WORK TO DO -> Retype the records below word for word, everything from the line containing "Can you find the brown" down to the line containing "x=639, y=409", with both of those lines included.

Stored data entries
▼

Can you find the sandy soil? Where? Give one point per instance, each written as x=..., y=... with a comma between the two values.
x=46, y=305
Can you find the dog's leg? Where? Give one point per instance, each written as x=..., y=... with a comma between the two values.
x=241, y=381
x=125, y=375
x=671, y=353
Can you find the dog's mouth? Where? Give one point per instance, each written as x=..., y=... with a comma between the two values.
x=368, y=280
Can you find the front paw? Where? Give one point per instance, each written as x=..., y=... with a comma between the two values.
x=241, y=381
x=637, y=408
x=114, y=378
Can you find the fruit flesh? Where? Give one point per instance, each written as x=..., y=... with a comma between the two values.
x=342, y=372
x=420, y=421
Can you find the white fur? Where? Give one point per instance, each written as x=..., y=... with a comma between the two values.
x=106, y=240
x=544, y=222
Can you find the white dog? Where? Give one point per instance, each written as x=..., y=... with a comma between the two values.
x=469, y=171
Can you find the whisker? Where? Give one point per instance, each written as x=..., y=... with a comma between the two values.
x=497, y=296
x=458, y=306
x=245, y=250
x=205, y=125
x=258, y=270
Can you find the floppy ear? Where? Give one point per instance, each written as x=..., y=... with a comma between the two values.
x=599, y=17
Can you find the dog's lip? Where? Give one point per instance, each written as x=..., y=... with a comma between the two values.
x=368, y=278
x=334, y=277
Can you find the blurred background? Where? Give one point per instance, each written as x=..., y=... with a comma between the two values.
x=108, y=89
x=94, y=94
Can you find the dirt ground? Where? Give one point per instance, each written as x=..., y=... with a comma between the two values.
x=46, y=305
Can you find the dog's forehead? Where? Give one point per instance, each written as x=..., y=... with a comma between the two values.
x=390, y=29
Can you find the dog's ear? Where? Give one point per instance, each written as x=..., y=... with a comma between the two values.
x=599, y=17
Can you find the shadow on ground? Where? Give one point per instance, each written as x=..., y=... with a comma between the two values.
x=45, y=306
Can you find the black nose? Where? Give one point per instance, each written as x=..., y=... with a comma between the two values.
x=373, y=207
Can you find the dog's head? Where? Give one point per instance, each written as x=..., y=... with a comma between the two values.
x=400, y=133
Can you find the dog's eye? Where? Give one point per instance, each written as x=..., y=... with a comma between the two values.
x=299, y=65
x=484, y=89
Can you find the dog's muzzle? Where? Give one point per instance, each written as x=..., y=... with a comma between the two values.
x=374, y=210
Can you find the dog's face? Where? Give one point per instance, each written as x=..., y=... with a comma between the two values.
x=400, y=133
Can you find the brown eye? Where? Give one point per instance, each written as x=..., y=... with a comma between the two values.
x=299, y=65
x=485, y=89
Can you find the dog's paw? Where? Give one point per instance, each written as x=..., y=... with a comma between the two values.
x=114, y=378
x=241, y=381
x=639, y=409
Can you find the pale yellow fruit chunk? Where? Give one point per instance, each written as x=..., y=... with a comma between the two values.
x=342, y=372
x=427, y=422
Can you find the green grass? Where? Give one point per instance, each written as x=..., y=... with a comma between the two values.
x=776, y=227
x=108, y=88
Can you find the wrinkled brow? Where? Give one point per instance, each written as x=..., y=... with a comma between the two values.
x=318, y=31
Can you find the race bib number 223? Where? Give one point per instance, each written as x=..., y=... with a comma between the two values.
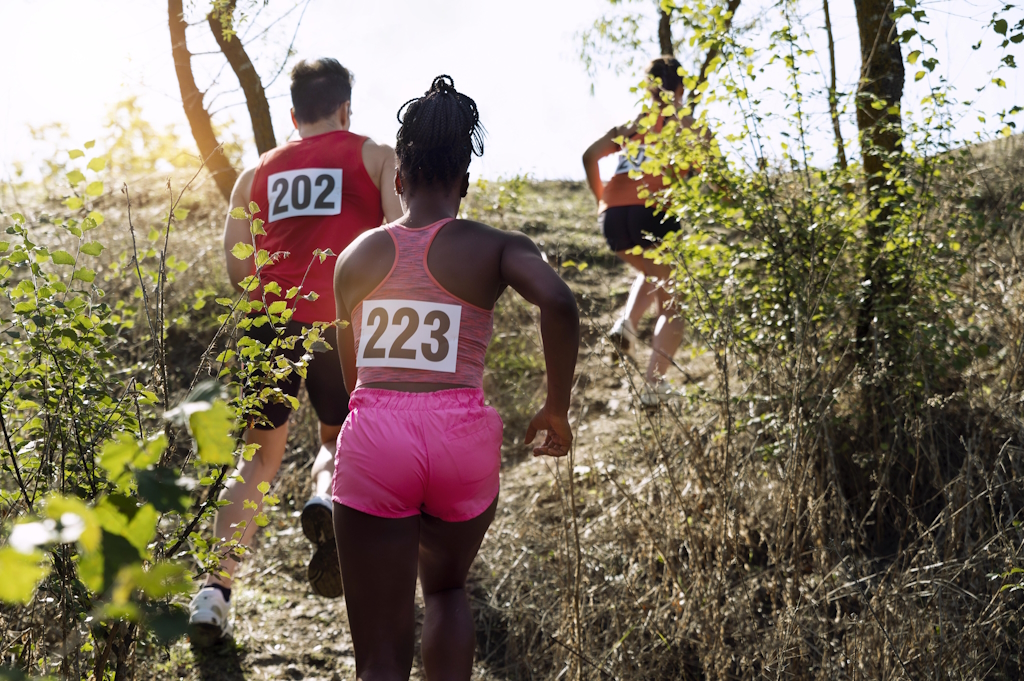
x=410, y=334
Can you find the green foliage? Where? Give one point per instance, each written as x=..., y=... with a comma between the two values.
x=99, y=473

▲
▼

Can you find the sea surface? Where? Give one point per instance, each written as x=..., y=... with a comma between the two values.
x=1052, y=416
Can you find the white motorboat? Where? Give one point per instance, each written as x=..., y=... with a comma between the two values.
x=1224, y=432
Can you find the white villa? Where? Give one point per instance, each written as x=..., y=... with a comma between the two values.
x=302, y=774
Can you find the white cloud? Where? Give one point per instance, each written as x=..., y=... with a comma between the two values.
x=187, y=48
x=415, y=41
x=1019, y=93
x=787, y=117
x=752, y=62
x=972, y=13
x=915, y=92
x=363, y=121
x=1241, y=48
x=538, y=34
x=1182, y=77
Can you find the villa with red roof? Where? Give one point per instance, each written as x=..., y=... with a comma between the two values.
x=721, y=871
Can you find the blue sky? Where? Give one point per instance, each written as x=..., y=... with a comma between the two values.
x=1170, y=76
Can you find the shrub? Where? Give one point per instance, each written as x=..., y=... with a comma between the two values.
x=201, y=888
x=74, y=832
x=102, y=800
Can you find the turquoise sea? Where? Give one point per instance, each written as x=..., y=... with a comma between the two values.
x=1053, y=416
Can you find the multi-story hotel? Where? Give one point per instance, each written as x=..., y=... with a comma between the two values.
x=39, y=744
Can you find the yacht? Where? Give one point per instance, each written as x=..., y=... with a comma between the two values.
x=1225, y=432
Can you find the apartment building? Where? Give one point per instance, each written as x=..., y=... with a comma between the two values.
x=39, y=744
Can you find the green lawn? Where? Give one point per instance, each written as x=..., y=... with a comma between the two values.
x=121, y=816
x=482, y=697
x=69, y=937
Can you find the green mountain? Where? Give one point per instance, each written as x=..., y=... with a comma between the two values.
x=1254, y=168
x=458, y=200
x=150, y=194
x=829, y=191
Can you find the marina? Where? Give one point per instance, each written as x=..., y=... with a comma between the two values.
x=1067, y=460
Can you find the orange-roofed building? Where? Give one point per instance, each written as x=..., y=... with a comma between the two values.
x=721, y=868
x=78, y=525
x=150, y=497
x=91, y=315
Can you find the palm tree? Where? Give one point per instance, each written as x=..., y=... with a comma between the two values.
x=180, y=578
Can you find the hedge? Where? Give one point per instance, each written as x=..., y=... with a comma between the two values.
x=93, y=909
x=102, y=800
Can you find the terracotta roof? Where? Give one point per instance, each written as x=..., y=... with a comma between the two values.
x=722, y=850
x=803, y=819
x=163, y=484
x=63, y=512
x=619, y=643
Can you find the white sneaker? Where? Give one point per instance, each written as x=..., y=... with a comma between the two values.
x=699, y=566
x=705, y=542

▲

ANSWER BELOW ->
Can you find the brown eye? Where? Give one point per instance, each written as x=..., y=... with a comma between the two values.
x=299, y=65
x=485, y=89
Can you find the dog's paw? Where? Give one point per instance, each written as x=..., y=... with a comma between the two values.
x=114, y=378
x=241, y=381
x=639, y=409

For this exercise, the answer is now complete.